__To do__: An exact, complete copy of the data is all that is needed.

__Available records__:
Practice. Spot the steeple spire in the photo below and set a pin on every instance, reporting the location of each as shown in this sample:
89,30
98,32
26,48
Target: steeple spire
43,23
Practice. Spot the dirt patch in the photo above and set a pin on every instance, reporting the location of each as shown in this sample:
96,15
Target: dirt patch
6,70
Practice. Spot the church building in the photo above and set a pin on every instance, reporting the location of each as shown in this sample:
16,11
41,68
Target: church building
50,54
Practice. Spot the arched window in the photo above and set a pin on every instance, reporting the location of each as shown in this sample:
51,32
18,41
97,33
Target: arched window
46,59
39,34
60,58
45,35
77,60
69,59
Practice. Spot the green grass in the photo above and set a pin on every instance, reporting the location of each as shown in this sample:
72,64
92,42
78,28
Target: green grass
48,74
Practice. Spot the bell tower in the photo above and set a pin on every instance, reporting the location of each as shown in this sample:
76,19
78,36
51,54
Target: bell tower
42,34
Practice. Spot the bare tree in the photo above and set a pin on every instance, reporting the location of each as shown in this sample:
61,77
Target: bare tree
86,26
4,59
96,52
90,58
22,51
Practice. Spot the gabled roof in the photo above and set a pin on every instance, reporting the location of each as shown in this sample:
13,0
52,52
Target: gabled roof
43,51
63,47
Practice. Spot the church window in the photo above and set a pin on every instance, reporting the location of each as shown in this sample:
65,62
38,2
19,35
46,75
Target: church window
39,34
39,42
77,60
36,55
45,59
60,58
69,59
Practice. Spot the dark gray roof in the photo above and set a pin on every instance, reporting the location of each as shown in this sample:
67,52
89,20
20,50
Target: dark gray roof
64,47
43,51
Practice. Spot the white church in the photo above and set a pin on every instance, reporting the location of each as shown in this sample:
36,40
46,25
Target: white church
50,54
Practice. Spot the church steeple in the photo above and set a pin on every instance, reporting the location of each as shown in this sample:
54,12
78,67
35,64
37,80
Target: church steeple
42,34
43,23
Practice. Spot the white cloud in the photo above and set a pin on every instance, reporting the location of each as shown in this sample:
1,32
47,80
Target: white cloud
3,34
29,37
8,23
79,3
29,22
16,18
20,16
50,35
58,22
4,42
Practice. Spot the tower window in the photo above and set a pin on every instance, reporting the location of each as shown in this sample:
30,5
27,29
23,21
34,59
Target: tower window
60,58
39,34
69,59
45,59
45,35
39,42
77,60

__Solved problem__:
Practice. Spot the steeple spire in the photo below and set a pin on every instance, reporting the location of each as shown in this sample:
89,30
98,32
26,48
Target: steeple spire
43,23
Practice. Spot the dirt patch in the photo above and set a pin on every instance, reporting the location of each as shown in this sample:
96,15
Target: dirt patch
6,70
Practice. Spot the church building in the photo above and set a pin on every instance, reporting the location of each as shown in this sample:
16,11
41,68
Target: church building
50,54
Practice. Spot the arched window in the photo above and set a pin on every instance, reporting the location of each as shown in this sample:
51,32
18,41
97,33
Target: arched window
46,59
39,34
60,58
45,35
77,60
69,59
Practice. Spot the green grass in the photo above and set a pin on every instance, reporting the location of each as shown in this sample:
72,64
92,42
78,28
Target: green grass
48,74
Practice. Spot the bell tower in the photo above and set a pin on every instance, reporting the location of each as shown in this sample:
76,19
78,36
51,54
Target: bell tower
42,34
Practice. Spot the bare tree in the photo above and set a pin on every instance, reporting the location of each as shown in this sample:
61,77
Target: bare tree
86,26
4,59
96,52
90,58
22,51
Practice. Spot the gabled roof in the photo above and set a pin on every instance, reporting the location of each as shown in this sample:
13,0
52,52
Target: gabled roof
43,51
63,47
Practice. Spot the church window in the photo above and set a pin on every instance, reporting the location of each as shown in this sample:
65,62
38,2
19,35
46,75
Target: church window
39,34
39,42
77,60
36,55
45,59
60,58
69,59
Practice. Spot the dark gray roof in the photo above and set a pin on every instance, reporting the location of each as shown in this sample:
67,52
89,20
20,50
Target: dark gray roof
64,47
43,51
Practice. Spot the white church in the photo above and set a pin on every instance, reporting the location of each as shown in this sample:
36,40
46,25
Target: white church
50,54
Practice. Spot the church steeple in the photo above and set a pin on every instance, reporting the location of each as shown in this sample:
54,12
78,67
35,64
37,80
Target: church steeple
42,34
43,23
Practice. Spot the white cloud in the photo above and set a pin on every instance, reporting the location of each as shown in this sample:
1,32
47,80
Target: white cloud
3,34
29,37
8,23
79,3
29,22
16,18
20,16
50,35
58,22
4,42
Practice. Spot the tower window in the photo above and set a pin on every instance, reporting the location of each as shown in this sample:
30,5
27,29
23,21
34,59
Target: tower window
60,58
39,34
69,59
45,59
45,35
39,42
77,60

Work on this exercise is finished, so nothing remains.